**Records for the exercise**
%%

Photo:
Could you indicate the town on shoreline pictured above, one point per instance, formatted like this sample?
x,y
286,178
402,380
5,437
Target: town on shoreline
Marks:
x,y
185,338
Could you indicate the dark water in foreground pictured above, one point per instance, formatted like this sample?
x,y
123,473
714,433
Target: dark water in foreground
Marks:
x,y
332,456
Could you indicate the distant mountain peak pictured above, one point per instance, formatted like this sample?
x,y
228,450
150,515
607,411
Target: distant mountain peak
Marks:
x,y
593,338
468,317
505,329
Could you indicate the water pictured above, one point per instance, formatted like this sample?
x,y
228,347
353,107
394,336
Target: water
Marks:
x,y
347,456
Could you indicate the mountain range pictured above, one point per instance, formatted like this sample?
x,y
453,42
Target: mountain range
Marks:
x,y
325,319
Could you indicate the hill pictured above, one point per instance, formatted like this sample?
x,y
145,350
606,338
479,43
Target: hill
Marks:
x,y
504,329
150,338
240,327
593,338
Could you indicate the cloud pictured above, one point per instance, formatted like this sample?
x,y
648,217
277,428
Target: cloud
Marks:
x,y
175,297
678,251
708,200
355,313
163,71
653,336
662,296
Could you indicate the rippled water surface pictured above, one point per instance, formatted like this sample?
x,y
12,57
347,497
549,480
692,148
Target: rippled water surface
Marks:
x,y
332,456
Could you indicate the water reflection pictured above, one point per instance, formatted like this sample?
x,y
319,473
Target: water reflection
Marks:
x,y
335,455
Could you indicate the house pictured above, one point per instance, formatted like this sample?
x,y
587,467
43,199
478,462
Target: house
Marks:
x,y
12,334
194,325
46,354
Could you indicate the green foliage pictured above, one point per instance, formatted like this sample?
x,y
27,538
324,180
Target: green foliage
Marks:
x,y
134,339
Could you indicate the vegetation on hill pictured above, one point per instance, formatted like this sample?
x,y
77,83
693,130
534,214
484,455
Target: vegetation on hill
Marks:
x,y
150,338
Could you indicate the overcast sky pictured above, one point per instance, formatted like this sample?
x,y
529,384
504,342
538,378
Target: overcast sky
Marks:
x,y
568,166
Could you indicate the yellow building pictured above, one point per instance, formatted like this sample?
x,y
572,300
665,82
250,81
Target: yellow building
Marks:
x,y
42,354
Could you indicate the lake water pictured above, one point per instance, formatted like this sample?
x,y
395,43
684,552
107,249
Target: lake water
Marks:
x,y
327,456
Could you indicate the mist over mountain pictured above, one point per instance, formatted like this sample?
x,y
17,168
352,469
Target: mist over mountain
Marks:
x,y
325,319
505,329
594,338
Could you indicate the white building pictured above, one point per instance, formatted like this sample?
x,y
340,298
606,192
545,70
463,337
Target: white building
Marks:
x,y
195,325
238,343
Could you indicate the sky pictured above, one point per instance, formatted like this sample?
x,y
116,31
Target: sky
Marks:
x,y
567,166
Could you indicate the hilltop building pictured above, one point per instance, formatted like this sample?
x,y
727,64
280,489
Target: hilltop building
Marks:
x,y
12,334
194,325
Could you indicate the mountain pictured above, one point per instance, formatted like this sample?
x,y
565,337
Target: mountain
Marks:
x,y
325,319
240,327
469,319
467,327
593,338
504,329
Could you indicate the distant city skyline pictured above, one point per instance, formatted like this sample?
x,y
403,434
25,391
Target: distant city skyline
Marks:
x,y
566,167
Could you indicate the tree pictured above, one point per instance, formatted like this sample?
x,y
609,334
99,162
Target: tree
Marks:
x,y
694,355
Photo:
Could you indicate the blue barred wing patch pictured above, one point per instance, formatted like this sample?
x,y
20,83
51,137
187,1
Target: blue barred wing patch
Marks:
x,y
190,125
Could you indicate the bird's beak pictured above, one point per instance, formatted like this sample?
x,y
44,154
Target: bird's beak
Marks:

%%

**Required work**
Copy out all of the lines above word for word, leaving nothing out and changing nothing.

**Final answer**
Photo:
Could you indicate the town on shoreline pictured above, one point per instance, formatted like this sample?
x,y
286,178
402,380
5,437
Target: town on shoreline
Marks:
x,y
185,338
Could you indicate the dark water in foreground pictured above, one point per instance, formatted like this sample?
x,y
123,473
714,433
Target: dark water in foreground
Marks:
x,y
332,456
Could you indicate the distant mountain peak pictured above, one point per instance, formatted like this sample?
x,y
228,450
150,515
607,411
Target: distant mountain peak
Marks:
x,y
593,338
468,317
505,329
Could you indicate the water pictured above, one point per instance, formatted like this sample?
x,y
228,347
353,107
394,336
Target: water
Marks:
x,y
347,456
Could you indicate the mountain range pictured above, one point per instance, formatted like this sample?
x,y
453,42
Target: mountain range
Marks:
x,y
325,319
Could you indicate the hill pictured above, one point per instance, formatted like this sample?
x,y
145,350
606,338
479,43
Target: hill
Marks:
x,y
504,329
150,338
240,327
593,338
Could you indicate the cloud pictured above, one point per instance, formatted like this sample?
x,y
648,217
277,428
Target: cloud
Marks:
x,y
175,297
678,251
708,200
355,313
163,71
653,336
662,296
Could you indicate the rippled water surface pictured above, one point per instance, formatted like this sample?
x,y
12,57
347,497
549,480
692,148
Target: rippled water surface
Marks:
x,y
332,456
Could you indicate the water reflection pictured above, one point per instance, formatted like this sample?
x,y
319,473
Target: water reflection
Marks:
x,y
335,455
Could you indicate the house pictured above, one point per instance, formatted like this sample?
x,y
587,467
43,199
478,462
Target: house
Marks:
x,y
12,334
194,325
46,354
Could you indicate the green foliage pictured above, one point per instance, formatted like this sample?
x,y
27,538
324,180
Target: green foliage
Marks:
x,y
134,339
Could you indicate the vegetation on hill pictured above, one point per instance, formatted like this sample?
x,y
77,83
693,130
534,214
484,455
Target: vegetation on hill
Marks:
x,y
150,338
Could you indicate the overcast sky pictured above, one point per instance, formatted like this sample?
x,y
529,384
504,342
538,378
Target: overcast sky
Marks:
x,y
568,166
Could you indicate the yellow building pictured above, one point per instance, formatted like this sample?
x,y
572,300
665,82
250,81
Target: yellow building
Marks:
x,y
42,354
Could you indicate the lake water pictured above, one point per instance, formatted like this sample?
x,y
395,43
684,552
107,249
Target: lake water
Marks:
x,y
327,456
Could you indicate the mist over mountain pictured above, one point per instance, formatted like this sample?
x,y
17,168
352,469
Target: mist over mountain
Marks:
x,y
325,319
505,329
594,338
Could you indicate the white building pictured above, one point per instance, formatted like this sample?
x,y
340,298
606,192
545,70
463,337
Target: white building
Marks:
x,y
195,325
238,343
Could you indicate the sky pictured above, one point per instance, formatted like this sample?
x,y
116,31
Target: sky
Marks:
x,y
567,166
Could you indicate the hilltop building pictured above, one point per instance, formatted like this sample?
x,y
727,64
280,489
Target: hilltop building
Marks:
x,y
12,334
194,325
Could you indicate the mountain pictured above, one point per instance, formatted like this sample?
x,y
565,337
Target: mountain
Marks:
x,y
325,319
240,327
469,319
467,327
593,338
504,329
Could you indicate the distant city skyline pictured above, one point per instance, formatted like this sample?
x,y
403,434
25,391
Target: distant city skyline
Marks:
x,y
566,167
Could you indicate the tree pictured above, one point per instance, formatted like this sample?
x,y
609,334
99,162
Target: tree
Marks:
x,y
694,355
Photo:
Could you indicate the blue barred wing patch pictured above, one point per instance, formatted like this sample?
x,y
20,83
51,137
187,1
Target: blue barred wing patch
Marks:
x,y
190,125
Could you indicate the bird's beak pictured above, one point per instance, formatted like this sample?
x,y
44,154
Target: bird's beak
Marks:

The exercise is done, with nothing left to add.